Records from a point labeling set:
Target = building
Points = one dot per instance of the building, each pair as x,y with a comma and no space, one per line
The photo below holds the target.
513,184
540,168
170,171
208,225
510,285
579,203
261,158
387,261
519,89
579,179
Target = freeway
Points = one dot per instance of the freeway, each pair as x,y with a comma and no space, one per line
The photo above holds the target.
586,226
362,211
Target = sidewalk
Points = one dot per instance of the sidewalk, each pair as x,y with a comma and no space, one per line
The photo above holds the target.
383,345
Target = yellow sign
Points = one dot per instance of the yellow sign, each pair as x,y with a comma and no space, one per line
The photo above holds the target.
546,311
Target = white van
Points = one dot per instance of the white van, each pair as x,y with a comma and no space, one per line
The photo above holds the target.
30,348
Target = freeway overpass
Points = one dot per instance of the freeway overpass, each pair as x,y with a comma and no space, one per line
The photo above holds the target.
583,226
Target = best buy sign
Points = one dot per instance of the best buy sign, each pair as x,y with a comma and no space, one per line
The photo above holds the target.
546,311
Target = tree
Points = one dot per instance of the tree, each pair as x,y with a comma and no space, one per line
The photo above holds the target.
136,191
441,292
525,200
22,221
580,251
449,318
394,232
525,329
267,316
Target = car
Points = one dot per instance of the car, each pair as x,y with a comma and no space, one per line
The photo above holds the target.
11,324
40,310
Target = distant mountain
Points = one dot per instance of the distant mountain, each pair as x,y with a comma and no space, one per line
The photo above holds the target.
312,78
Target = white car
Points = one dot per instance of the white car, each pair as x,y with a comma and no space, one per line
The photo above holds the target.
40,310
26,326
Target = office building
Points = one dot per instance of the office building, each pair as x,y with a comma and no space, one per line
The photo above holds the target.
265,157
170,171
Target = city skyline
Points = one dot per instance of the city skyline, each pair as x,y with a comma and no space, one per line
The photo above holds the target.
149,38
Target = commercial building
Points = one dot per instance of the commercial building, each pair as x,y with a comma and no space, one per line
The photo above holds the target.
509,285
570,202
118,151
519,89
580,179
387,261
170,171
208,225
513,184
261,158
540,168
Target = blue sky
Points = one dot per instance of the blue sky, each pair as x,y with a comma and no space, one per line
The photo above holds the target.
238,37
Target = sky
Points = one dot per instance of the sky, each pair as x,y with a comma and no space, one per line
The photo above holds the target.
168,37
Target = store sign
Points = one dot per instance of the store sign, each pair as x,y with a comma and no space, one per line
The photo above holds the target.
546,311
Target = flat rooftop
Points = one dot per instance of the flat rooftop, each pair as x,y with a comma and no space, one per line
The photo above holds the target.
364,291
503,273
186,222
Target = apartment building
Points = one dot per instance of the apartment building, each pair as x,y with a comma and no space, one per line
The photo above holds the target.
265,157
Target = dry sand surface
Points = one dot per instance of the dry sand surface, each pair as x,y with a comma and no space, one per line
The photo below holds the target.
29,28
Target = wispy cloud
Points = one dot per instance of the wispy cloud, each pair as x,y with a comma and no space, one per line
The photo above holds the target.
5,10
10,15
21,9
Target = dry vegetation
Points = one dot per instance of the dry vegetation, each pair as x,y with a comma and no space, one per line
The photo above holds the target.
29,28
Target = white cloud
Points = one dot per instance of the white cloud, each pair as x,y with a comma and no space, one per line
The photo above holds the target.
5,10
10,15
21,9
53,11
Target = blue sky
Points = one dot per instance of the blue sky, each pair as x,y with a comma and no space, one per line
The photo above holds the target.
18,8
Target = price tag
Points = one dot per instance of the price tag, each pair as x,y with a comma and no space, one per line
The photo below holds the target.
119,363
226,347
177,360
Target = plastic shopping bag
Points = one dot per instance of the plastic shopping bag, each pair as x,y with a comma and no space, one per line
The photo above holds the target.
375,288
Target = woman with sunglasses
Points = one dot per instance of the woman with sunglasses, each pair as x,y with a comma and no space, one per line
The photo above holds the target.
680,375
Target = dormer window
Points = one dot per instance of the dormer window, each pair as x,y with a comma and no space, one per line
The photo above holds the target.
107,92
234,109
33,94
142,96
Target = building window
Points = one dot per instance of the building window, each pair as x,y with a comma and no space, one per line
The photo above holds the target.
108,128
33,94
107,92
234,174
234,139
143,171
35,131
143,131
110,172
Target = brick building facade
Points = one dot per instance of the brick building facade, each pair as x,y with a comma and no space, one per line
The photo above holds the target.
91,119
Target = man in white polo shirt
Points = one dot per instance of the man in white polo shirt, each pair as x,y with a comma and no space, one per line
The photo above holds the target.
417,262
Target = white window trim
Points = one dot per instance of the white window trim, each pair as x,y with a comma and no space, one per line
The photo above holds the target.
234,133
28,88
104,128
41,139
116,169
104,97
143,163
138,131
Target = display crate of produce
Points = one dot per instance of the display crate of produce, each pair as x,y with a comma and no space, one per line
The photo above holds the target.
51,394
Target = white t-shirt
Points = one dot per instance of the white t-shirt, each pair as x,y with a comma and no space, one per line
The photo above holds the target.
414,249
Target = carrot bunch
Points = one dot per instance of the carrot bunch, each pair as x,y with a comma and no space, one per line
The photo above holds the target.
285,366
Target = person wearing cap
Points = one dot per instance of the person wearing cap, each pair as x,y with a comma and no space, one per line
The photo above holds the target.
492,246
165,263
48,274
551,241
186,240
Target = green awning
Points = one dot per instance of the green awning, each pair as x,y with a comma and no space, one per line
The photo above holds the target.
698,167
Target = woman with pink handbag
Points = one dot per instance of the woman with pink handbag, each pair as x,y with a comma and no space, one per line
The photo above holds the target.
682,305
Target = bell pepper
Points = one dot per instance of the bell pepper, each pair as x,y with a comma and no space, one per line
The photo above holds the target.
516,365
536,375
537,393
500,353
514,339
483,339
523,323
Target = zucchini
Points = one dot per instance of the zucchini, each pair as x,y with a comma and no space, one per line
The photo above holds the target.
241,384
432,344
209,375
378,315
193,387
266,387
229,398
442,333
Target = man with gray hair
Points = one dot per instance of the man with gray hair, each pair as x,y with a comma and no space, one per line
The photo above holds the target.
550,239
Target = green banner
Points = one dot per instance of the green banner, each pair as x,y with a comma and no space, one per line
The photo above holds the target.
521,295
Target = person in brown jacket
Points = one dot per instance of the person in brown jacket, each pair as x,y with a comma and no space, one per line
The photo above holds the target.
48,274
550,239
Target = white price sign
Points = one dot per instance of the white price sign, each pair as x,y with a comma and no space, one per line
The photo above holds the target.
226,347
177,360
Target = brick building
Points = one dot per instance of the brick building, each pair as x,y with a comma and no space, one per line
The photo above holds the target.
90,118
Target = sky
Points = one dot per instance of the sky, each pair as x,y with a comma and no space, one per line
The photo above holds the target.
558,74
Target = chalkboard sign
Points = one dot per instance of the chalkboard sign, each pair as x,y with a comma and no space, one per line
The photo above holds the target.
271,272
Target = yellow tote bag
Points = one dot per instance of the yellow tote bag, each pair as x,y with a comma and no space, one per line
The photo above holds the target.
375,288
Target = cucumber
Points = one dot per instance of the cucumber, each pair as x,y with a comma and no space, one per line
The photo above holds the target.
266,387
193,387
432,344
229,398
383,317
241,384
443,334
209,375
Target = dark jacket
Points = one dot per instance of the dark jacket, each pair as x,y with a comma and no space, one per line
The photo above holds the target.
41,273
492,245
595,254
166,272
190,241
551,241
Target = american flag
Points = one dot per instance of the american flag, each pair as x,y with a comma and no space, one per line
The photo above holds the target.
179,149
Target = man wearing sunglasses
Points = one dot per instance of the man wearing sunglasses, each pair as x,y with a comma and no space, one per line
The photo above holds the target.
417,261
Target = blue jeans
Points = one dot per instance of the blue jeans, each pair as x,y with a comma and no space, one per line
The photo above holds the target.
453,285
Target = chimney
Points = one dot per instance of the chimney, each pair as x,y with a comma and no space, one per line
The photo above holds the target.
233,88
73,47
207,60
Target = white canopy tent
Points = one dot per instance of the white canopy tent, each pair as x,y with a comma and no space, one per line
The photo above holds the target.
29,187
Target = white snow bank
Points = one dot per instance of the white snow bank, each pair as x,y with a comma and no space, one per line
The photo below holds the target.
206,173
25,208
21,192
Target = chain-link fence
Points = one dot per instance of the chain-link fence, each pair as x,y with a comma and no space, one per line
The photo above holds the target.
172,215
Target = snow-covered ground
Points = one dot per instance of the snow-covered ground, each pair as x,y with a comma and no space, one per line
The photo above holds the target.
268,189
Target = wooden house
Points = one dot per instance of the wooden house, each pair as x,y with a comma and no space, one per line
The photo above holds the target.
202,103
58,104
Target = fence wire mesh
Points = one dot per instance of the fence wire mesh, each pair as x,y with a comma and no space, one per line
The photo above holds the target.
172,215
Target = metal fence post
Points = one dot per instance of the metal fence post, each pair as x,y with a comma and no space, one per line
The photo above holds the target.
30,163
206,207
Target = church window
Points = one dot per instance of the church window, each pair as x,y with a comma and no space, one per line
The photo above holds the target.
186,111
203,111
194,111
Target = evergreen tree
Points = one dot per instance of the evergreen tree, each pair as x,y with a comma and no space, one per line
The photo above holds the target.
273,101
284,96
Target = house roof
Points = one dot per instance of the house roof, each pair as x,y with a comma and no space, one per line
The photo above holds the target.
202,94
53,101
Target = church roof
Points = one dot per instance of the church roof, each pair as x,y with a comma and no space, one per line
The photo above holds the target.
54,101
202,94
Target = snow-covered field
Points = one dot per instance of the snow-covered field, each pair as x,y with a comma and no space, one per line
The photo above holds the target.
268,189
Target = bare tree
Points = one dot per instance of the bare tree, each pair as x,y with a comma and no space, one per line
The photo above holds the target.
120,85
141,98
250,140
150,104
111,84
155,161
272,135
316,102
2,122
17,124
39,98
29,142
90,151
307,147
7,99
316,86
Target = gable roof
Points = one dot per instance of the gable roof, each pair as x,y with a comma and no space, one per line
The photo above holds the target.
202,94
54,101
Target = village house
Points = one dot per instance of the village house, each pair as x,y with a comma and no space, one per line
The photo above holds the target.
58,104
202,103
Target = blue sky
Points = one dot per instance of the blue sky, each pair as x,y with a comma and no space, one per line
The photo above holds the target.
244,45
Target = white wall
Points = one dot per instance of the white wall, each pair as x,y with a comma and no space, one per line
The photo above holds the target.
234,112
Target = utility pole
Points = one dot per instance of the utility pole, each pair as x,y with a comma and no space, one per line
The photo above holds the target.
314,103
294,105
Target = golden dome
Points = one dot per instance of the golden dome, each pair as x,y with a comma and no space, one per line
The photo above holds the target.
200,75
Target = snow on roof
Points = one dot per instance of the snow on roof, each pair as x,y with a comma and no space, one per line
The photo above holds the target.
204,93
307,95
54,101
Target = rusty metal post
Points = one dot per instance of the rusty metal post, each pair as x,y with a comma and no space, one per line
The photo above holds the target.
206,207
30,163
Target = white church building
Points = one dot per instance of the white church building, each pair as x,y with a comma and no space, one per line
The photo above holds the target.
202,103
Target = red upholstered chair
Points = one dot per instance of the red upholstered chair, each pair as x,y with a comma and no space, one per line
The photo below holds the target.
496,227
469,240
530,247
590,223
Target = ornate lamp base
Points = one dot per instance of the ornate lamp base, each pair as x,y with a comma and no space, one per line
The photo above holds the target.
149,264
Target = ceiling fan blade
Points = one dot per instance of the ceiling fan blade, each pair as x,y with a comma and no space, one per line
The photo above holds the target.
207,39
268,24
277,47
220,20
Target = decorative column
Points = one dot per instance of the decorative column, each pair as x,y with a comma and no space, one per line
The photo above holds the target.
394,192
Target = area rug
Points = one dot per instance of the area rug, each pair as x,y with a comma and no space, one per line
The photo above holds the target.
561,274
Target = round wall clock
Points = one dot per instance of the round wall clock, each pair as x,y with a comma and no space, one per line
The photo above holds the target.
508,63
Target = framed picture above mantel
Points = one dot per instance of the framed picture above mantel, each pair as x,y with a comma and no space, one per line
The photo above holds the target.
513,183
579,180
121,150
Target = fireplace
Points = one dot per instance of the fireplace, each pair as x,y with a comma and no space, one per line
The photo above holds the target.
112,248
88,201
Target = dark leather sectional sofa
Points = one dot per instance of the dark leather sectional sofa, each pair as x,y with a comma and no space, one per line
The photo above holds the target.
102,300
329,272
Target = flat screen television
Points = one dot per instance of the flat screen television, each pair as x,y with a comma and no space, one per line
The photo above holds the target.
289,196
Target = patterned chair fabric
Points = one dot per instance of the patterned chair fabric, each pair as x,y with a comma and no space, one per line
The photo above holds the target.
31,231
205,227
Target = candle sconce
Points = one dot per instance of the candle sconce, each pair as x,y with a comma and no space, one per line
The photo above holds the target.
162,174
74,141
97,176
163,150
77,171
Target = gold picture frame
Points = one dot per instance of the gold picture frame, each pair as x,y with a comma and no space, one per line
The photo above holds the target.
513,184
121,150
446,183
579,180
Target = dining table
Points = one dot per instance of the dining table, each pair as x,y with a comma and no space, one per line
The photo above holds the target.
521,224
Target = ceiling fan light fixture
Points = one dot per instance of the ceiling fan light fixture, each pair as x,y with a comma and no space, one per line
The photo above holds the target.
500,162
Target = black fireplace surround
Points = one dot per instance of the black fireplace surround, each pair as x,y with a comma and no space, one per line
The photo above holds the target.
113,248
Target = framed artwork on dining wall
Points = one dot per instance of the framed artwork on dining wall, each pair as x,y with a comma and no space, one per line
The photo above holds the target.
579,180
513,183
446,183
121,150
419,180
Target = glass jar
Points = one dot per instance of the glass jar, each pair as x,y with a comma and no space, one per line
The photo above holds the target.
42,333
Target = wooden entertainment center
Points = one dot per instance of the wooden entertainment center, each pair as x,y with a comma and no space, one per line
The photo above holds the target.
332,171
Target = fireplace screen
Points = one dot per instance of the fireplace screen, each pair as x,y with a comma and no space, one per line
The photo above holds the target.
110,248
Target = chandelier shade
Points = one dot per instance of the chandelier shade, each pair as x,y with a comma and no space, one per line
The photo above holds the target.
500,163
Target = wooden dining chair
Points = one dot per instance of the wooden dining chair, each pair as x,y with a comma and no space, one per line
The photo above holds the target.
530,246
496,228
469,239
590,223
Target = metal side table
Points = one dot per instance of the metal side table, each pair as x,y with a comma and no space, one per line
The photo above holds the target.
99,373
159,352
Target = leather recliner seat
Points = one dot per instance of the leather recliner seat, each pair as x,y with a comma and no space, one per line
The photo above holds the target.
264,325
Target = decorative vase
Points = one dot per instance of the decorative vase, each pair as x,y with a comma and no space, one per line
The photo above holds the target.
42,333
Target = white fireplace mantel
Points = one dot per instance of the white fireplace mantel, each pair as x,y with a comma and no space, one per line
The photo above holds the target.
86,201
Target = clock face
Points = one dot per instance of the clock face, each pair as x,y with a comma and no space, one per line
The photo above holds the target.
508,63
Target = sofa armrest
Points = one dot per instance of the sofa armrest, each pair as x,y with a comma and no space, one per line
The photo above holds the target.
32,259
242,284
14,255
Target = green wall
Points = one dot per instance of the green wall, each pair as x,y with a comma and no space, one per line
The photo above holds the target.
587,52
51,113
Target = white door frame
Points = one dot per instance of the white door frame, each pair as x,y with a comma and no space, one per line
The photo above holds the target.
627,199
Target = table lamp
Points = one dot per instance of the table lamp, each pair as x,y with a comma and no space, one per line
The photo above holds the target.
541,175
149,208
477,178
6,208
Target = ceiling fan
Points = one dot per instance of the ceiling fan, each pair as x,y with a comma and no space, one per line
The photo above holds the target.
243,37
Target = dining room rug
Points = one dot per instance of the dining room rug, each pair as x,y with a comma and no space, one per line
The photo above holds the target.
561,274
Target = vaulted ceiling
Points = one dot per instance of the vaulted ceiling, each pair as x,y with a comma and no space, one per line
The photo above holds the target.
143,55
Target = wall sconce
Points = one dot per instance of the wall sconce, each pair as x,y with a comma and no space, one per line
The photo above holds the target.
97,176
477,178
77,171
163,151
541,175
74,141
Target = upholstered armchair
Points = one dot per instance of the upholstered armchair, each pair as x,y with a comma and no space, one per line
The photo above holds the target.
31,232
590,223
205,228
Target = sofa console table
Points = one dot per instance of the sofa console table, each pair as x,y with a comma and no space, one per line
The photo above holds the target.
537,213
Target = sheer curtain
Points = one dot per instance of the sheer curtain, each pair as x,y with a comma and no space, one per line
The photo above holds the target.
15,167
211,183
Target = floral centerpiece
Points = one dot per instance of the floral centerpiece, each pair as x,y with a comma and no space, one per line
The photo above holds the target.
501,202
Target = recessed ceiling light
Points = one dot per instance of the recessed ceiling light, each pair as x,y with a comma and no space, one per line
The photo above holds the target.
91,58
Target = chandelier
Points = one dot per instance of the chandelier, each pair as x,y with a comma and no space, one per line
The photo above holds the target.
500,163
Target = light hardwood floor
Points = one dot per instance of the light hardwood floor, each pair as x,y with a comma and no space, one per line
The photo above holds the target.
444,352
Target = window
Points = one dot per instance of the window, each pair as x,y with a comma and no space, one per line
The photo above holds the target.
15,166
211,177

To be done:
Rewrite the lines from the one holding "Target = sheer curtain" through the end of the records, inclusive, swapping "chandelier" for "pendant light" and leaving everything else unchanged. Give only those lines.

Answer to the task:
Target = sheer curtain
Points = one dot per instance of the sheer curtain, each pair as x,y with a comma and no space, one per line
The photo above holds the target.
15,167
211,183
Target = floral centerpiece
Points = one dot per instance of the floral centerpiece, each pair as x,y with a comma and no space, one per line
The photo above holds the target.
501,202
Target = recessed ceiling light
Points = one dot per instance of the recessed ceiling light, each pair as x,y with a comma and no space, one per line
The photo above holds the target.
91,58
Target = pendant light
Points = one dot per instance of the pendant light, each pair as x,y with a comma and no space, one per line
The photo above holds the target.
500,163
Target = light hardwood floor
Points = one dot per instance of the light hardwood floor, each pair as x,y with a comma and no space, one per line
The photo above holds the target.
444,352
Target = window
Points = one dot per instance of the window, each pair as x,y with a comma and no space, one per line
The photo above holds the target.
15,166
211,177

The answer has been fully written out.